Your check callback can also attempt to find package files to resolve dependencies, from a disk directory or network archive for example. The following code shows a stub check callback that you can fill in to try to resolve dependencies. This callback sets up a format for finding unresolved packages in another RPM database, or elsewhere. You need to fill in the skeleton with the algorithm you want to actually resolve the dependencies.
def checkCallback(ts, TagN, N, EVR, Flags):
if TagN == rpm.RPMTAG_REQUIRENAME:
prev = ""
Nh = None
if N[0] == '/':
dbitag = 'basenames'
else:
dbitag = 'providename'
# What do you need to do.
if EVR:
print "Must find package [", N, "-", EVR, "]"
else:
print "Must find file [", N, "]"
if resolved:
# ts.addIntall(h, h, 'i')
return -1
return 1
Depending on the values passed to the callback, your code must either find a package itself or a package that provides a given file or capability to resolve the dependency. If you have another RPM database to look at, such as the rpmdb-redhat database, you can use dbMatch to find the necessary packages in that database. If, however, you are working with a directory of RPM files, you need to build up file names from the package name, version, and release.

## Given entries
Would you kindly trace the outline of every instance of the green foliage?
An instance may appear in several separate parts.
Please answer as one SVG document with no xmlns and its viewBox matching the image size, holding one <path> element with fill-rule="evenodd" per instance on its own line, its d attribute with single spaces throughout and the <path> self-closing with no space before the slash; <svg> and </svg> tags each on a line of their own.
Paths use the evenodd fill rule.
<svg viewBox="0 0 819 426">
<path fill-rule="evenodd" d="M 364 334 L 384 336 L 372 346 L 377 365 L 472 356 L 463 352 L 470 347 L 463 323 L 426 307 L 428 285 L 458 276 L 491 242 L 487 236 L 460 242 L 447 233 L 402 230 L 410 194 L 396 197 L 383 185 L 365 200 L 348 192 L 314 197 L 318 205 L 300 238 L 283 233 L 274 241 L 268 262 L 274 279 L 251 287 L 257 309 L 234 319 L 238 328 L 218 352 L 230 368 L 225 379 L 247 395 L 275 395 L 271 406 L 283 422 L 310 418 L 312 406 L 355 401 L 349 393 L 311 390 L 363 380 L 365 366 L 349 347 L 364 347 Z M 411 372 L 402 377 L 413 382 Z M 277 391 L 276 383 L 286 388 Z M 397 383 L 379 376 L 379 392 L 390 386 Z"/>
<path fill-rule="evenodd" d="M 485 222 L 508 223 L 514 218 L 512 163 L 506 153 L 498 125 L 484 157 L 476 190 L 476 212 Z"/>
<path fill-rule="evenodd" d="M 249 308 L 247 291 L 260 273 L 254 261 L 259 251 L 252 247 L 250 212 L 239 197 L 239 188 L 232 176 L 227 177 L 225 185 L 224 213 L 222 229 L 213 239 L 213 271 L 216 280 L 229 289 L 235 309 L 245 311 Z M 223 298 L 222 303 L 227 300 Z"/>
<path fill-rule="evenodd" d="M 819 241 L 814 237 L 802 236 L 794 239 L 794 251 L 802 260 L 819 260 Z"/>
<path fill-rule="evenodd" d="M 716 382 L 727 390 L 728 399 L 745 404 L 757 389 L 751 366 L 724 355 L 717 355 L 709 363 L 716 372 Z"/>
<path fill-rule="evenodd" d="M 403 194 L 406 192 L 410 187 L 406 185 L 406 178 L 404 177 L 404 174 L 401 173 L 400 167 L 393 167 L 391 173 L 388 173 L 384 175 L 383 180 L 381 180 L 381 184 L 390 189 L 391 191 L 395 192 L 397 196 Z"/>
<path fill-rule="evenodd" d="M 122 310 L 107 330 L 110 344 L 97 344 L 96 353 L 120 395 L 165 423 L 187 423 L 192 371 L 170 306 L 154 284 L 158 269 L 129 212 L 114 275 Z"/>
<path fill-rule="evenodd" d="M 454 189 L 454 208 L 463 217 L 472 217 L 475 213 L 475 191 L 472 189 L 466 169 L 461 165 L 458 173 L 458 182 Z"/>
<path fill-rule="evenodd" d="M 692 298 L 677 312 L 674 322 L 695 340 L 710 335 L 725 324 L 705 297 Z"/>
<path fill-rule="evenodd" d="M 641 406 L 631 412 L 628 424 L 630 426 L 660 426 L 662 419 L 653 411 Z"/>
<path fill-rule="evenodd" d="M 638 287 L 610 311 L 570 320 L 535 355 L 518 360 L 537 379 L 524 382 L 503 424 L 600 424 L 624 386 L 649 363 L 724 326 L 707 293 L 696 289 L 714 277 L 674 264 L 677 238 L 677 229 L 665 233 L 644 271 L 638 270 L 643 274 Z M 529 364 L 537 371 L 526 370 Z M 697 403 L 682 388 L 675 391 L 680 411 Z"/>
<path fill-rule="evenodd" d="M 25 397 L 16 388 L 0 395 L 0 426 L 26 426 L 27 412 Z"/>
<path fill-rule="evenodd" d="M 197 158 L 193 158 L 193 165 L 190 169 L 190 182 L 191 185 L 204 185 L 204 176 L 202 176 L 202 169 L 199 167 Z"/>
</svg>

## Exercises
a - Reproduce the passage on RPM dependency callbacks in full, with every line unchanged.
b - Transcribe the records from their first line up to and including the line with "122 310 L 107".
The passage on RPM dependency callbacks and the records come from unrelated sources.

## Answers provided
a -
Your check callback can also attempt to find package files to resolve dependencies, from a disk directory or network archive for example. The following code shows a stub check callback that you can fill in to try to resolve dependencies. This callback sets up a format for finding unresolved packages in another RPM database, or elsewhere. You need to fill in the skeleton with the algorithm you want to actually resolve the dependencies.
def checkCallback(ts, TagN, N, EVR, Flags):
if TagN == rpm.RPMTAG_REQUIRENAME:
prev = ""
Nh = None
if N[0] == '/':
dbitag = 'basenames'
else:
dbitag = 'providename'
# What do you need to do.
if EVR:
print "Must find package [", N, "-", EVR, "]"
else:
print "Must find file [", N, "]"
if resolved:
# ts.addIntall(h, h, 'i')
return -1
return 1
Depending on the values passed to the callback, your code must either find a package itself or a package that provides a given file or capability to resolve the dependency. If you have another RPM database to look at, such as the rpmdb-redhat database, you can use dbMatch to find the necessary packages in that database. If, however, you are working with a directory of RPM files, you need to build up file names from the package name, version, and release.

b -
Would you kindly trace the outline of every instance of the green foliage?
An instance may appear in several separate parts.
Please answer as one SVG document with no xmlns and its viewBox matching the image size, holding one <path> element with fill-rule="evenodd" per instance on its own line, its d attribute with single spaces throughout and the <path> self-closing with no space before the slash; <svg> and </svg> tags each on a line of their own.
Paths use the evenodd fill rule.
<svg viewBox="0 0 819 426">
<path fill-rule="evenodd" d="M 364 334 L 384 336 L 372 346 L 377 365 L 472 356 L 463 352 L 470 347 L 463 323 L 426 307 L 428 285 L 458 276 L 491 242 L 487 236 L 460 242 L 447 233 L 402 230 L 410 194 L 396 197 L 383 185 L 365 200 L 348 192 L 314 197 L 318 205 L 300 238 L 283 233 L 274 241 L 268 262 L 274 279 L 251 287 L 257 309 L 234 319 L 238 328 L 218 352 L 230 368 L 225 379 L 247 395 L 275 395 L 271 406 L 283 422 L 310 418 L 312 406 L 355 401 L 349 393 L 311 390 L 363 380 L 365 366 L 349 347 L 364 347 Z M 411 372 L 402 377 L 413 382 Z M 277 391 L 276 383 L 286 388 Z M 397 383 L 379 376 L 379 392 L 390 386 Z"/>
<path fill-rule="evenodd" d="M 485 222 L 508 223 L 514 218 L 512 163 L 506 153 L 498 125 L 484 157 L 476 190 L 476 212 Z"/>
<path fill-rule="evenodd" d="M 249 308 L 247 291 L 260 273 L 254 261 L 259 251 L 252 247 L 250 212 L 239 197 L 239 188 L 232 176 L 227 177 L 225 185 L 224 213 L 222 229 L 213 239 L 213 271 L 216 280 L 229 289 L 235 309 L 245 311 Z M 223 298 L 222 303 L 227 300 Z"/>
<path fill-rule="evenodd" d="M 819 241 L 814 237 L 802 236 L 794 239 L 794 251 L 802 260 L 819 260 Z"/>
<path fill-rule="evenodd" d="M 716 382 L 727 390 L 728 399 L 745 404 L 757 389 L 751 366 L 724 355 L 717 355 L 709 363 L 716 372 Z"/>
<path fill-rule="evenodd" d="M 403 194 L 406 192 L 410 187 L 406 185 L 406 178 L 404 177 L 404 174 L 401 173 L 400 167 L 393 167 L 391 173 L 388 173 L 384 175 L 383 180 L 381 180 L 381 184 L 390 189 L 391 191 L 395 192 L 397 196 Z"/>
<path fill-rule="evenodd" d="M 122 310 L 107 330 L 110 344 L 97 344 L 96 353 L 120 395 L 165 423 L 187 423 L 192 371 L 170 306 L 154 284 L 158 269 L 129 212 L 114 275 Z"/>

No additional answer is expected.